:: TEXTO DE ORIGEM
Publicado na Revista Cult:
“A primeira coisa a fazer: matar todos os advogados”
– Dick the Butcher, personagem de Shakespeare em Henrique 6º
Lula tinha três opções quando sua prisão foi decretada. Entregar-se, resistir, exilar-se. Sabe-se que seu entorno se dividiu entre elas. O núcleo jurídico defendia a primeira. O núcleo político uma das outras duas. A primeira, ao fim e ao cabo, era a opção pela institucionalidade, pela defesa meramente judicial.
As duas últimas escolhas significariam atos políticos de enfrentamento do golpe. Eram as corretas. Mais do que dizer golpe, era necessário agir como se age diante de um golpe, o que significa, antes de mais nada, não entregar seu corpo aos golpistas. Lula é mantido isolado e não pode haver dúvida razoável neste momento de que seus carcereiros estão empenhados em sua destruição psíquica e em mantê-lo preso pelo resto de seus dias.
A escolha, assim, foi jurídica. Havia a expectativa de julgamento, na semana seguinte, da Ação Direta de Constitucionalidade que poderia declarar que a prisão sem trânsito em julgado violava a presunção de inocência estabelecida pela Constituição. Isto teve forte peso na decisão de Lula de submeter-se passivamente ao decreto de prisão de Moro.
Apostar temerariamente no voto da melíflua, sibilina e sinuosa Rosa Weber era um erro. Imaginar que a presidenta do STF, comprometida com o golpe até o pescoço, permitisse fosse deliberada a ADC, outro erro. Ambos consequência da mãe de todos os erros: supor que um golpe se derrota com um recurso ao Judiciário.
Na lógica inexorável do golpe jamais aquele julgamento aconteceria naquele momento. O golpe havia, afinal, chegado à sua consumação triunfante: depois de derrubar a presidenta constitucional, encarcerar aquele que seria, segundo todos os prognósticos razoáveis, o próximo presidente da República.
Um golpe e um regime de novo tipo. Desde, digamos, Napoleão III até as ditaduras militares da América Latina entendemos golpe como uma ruptura rápida que elimina do cenário político os adversários e rompe com a estrutura jurídica e política anterior.
Os golpes de novo tipo fazem tudo diferente. São difusos. Não há um agente facilmente identificável que deflagra o processo. O Judiciário pode protagonizar o golpe, como em Honduras e no Brasil. São preservadas as instituições políticas e jurídicas típicas do Estado de Direito. Age-se no seio delas aparentando, insidiosamente, respeitar a legalidade que estão violando. A vigência e o texto da Constituição não se alteram, mas sua matéria é esvaziada por meio de interpretações anômalas, bizarras, e assim instaura-se um estado de anomia constitucional em que tudo é permitido porque desconsidera-se até mesmo o quadro lógico mínimo estabelecido pela linguagem normativa.
::::
:: TRECHOS DO MATERIAL
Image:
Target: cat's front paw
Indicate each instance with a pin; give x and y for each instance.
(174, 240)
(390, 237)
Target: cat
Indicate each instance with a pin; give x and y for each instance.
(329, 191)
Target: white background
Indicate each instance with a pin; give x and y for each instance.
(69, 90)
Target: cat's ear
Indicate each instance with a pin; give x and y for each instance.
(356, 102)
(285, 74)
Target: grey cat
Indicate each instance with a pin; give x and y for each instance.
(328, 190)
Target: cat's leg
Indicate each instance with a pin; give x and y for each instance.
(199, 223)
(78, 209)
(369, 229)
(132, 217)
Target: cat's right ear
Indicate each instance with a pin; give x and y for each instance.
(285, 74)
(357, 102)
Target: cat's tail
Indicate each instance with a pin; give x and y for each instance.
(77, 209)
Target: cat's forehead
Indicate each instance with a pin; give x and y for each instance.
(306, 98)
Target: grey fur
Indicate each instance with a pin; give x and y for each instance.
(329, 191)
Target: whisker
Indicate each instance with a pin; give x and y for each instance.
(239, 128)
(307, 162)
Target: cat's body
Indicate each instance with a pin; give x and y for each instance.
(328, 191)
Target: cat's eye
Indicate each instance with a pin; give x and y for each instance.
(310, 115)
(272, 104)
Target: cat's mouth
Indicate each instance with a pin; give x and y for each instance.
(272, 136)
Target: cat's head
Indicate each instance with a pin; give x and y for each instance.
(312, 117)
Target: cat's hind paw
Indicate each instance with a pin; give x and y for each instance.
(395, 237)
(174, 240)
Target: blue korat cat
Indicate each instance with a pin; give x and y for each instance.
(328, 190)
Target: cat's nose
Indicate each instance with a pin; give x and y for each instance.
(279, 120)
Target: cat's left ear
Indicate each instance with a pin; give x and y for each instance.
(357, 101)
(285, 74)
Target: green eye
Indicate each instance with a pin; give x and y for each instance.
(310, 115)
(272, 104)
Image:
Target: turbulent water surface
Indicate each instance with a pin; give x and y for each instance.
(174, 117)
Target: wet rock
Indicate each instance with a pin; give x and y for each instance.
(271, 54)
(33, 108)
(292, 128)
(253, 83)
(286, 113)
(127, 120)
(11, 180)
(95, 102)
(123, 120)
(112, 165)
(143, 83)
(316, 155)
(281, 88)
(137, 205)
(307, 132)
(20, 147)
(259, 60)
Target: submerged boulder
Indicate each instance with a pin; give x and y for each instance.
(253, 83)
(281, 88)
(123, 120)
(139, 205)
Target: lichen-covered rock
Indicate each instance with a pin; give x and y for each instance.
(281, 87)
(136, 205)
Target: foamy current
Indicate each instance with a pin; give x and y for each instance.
::::
* _TAREFAS A FAZER_
1 > Transcreva do texto sobre a prisão de Lula o trecho entre “Apostar temerariamente no” e “e política anterior.”, incluindo essas palavras.
2 > De acordo com o texto sobre a prisão de Lula, que três opções ele tinha quando sua prisão foi decretada?
3 > Escreva a continuação do texto sobre a prisão de Lula a partir do ponto em que ele termina.

* _RESPOSTAS POR TAREFA_
1 >
Apostar temerariamente no voto da melíflua, sibilina e sinuosa Rosa Weber era um erro. Imaginar que a presidenta do STF, comprometida com o golpe até o pescoço, permitisse fosse deliberada a ADC, outro erro. Ambos consequência da mãe de todos os erros: supor que um golpe se derrota com um recurso ao Judiciário.
Na lógica inexorável do golpe jamais aquele julgamento aconteceria naquele momento. O golpe havia, afinal, chegado à sua consumação triunfante: depois de derrubar a presidenta constitucional, encarcerar aquele que seria, segundo todos os prognósticos razoáveis, o próximo presidente da República.
Um golpe e um regime de novo tipo. Desde, digamos, Napoleão III até as ditaduras militares da América Latina entendemos golpe como uma ruptura rápida que elimina do cenário político os adversários e rompe com a estrutura jurídica e política anterior.

2 > Entregar-se, resistir ou exilar-se.

3 >
O objetivo do golpe, derrubar a presidenta, aniquilar um partido político e sua maior liderança política para que não voltasse ao poder, foi avançando passo a passo nessa anomia constitucional. Moro violou a proteção constitucional do sigilo das comunicações entregando a uma rede de televisão a conversa de dois presidentes da República, sob o olhar complacente e omisso do STF.
O impeachment, que em toda nossa tradição jurídica e constitucional exigia um crime de responsabilidade, foi transformado em uma espécie de voto de desconfiança que só existe no parlamentarismo, igualmente sob o olhar complacente e omisso do STF. A própria Corte, por fim, autorizou a prisão de Lula negando-lhe o habeas corpus mediante uma interpretação esdrúxula da presunção de inocência, mas de acordo com o “princípio da colegialidade” que, claro, como todo o mundo civilizado sabe, se sobrepõe ao princípio da liberdade.
Esse quadro mostra simplesmente a categoria ditadura, embora sob nova forma. Concentração do poder e ausência de limites constitucionais.
Contribuições teóricas recentes e oportunas, ainda que sob nomenclaturas diferentes ou com nuances de abordagem, identificam esse fenômeno em que a aparência de Estado de Direito é preservada para encobrir e legitimar a concentração de poder e a ineficácia de regras constitucionais que o limitem. Rubens Casara, em seu Estado pós-democrático (2017), observa que “a figura do Estado democrático de Direito, que se caracterizava pela existência de limites rígidos ao exercício do poder (e o principal desse poder era constituído pelos direitos e garantias fundamentais), não dá mais conta de explicar e nomear o Estado que se apresenta”.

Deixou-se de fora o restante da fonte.